BRIEF:
Show every line of the entries below that contains the string "excavator", copying each such line in full.

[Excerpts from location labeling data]

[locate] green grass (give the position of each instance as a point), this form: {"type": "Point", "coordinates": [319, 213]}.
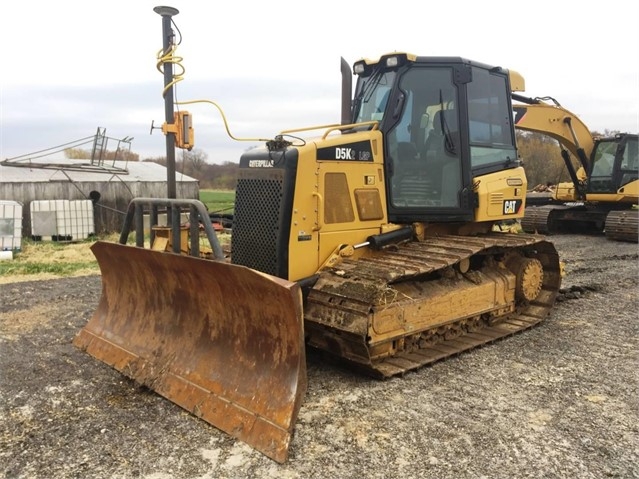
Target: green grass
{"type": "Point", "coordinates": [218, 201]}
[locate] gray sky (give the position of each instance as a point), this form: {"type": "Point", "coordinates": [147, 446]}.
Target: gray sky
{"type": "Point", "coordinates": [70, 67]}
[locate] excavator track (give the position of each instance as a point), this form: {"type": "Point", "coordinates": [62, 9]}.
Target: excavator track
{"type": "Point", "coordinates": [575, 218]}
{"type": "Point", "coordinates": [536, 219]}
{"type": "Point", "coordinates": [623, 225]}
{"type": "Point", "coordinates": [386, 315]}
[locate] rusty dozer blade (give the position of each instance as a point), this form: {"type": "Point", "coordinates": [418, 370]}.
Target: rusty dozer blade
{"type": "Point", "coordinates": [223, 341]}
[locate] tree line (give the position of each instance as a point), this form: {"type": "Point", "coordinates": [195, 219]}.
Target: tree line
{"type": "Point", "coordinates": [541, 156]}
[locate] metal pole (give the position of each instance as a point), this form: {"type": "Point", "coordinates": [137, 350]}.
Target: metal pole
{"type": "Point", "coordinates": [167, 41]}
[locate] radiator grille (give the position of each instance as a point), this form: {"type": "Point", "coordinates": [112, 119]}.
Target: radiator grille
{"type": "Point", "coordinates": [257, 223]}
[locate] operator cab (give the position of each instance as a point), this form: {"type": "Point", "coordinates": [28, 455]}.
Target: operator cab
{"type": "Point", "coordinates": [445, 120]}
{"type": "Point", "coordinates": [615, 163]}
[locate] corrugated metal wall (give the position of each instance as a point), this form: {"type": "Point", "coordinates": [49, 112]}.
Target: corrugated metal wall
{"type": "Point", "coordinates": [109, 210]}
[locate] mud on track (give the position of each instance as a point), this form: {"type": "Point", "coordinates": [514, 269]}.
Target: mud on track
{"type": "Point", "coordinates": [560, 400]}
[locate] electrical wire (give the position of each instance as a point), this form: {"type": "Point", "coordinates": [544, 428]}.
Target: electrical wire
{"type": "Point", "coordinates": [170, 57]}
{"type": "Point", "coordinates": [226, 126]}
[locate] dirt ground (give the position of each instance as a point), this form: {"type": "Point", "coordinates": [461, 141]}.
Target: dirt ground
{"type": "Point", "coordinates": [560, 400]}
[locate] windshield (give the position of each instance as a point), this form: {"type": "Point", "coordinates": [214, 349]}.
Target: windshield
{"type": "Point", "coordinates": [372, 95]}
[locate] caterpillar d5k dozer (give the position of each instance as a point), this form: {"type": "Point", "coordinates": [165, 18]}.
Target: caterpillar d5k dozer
---
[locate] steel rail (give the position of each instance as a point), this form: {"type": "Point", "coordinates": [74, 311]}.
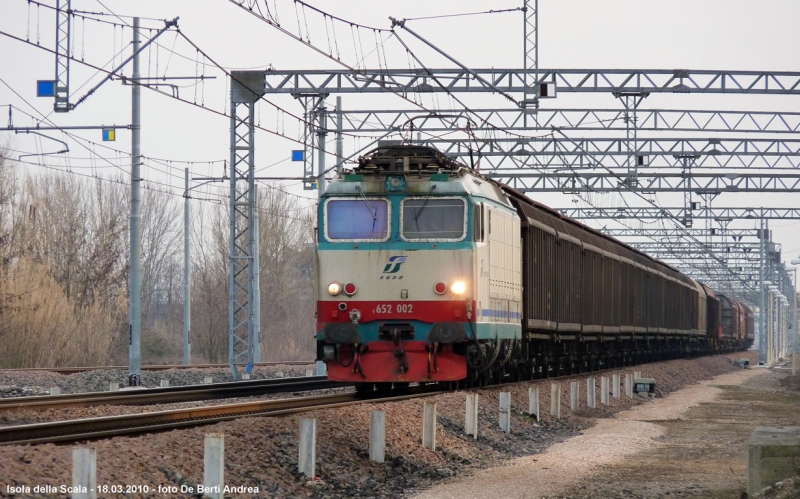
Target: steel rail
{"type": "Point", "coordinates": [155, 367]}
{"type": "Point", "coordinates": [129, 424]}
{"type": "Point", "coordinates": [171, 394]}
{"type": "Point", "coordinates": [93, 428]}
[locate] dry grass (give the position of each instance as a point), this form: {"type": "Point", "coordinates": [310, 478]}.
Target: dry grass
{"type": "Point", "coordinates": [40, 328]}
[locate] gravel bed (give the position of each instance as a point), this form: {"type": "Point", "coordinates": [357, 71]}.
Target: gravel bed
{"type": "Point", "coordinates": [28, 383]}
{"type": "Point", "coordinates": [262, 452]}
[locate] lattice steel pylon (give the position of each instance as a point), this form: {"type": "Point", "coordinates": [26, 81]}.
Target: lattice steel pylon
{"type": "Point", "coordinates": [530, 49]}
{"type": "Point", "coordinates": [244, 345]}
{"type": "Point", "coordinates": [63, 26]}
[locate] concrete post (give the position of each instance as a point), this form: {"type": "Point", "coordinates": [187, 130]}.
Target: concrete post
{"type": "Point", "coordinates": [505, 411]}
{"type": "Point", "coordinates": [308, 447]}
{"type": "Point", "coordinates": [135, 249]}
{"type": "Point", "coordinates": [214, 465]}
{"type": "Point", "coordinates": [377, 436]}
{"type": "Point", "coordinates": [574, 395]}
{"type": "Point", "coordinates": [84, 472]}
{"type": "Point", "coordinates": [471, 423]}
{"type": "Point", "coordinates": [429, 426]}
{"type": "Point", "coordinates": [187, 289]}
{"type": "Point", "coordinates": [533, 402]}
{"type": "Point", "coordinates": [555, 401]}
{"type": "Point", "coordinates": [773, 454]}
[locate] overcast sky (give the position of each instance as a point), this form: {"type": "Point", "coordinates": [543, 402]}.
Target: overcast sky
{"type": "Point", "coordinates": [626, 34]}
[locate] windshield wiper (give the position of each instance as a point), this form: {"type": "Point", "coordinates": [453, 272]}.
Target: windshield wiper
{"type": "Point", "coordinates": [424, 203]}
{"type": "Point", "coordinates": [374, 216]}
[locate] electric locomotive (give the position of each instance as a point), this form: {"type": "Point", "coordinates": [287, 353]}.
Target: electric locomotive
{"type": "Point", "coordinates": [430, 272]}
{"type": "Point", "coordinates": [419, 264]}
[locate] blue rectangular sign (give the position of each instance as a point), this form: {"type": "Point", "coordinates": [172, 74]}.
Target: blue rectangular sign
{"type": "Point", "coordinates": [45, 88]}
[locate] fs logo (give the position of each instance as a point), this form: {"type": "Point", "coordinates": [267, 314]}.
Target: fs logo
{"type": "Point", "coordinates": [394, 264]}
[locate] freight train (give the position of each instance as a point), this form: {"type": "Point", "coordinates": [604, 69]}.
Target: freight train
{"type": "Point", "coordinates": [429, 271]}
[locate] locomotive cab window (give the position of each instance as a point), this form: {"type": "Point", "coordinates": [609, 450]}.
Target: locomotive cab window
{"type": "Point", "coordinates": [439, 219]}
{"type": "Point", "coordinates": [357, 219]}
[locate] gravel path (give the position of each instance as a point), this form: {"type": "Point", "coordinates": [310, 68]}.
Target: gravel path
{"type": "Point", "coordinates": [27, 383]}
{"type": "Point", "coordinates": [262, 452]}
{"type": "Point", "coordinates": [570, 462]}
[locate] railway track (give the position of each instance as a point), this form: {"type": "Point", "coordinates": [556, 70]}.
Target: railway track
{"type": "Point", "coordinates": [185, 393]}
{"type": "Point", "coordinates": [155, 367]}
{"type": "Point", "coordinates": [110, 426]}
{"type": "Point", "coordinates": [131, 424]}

TASK ANSWER:
[locate] excavator track (give the position of each instance as a point), this form: {"type": "Point", "coordinates": [62, 9]}.
Target: excavator track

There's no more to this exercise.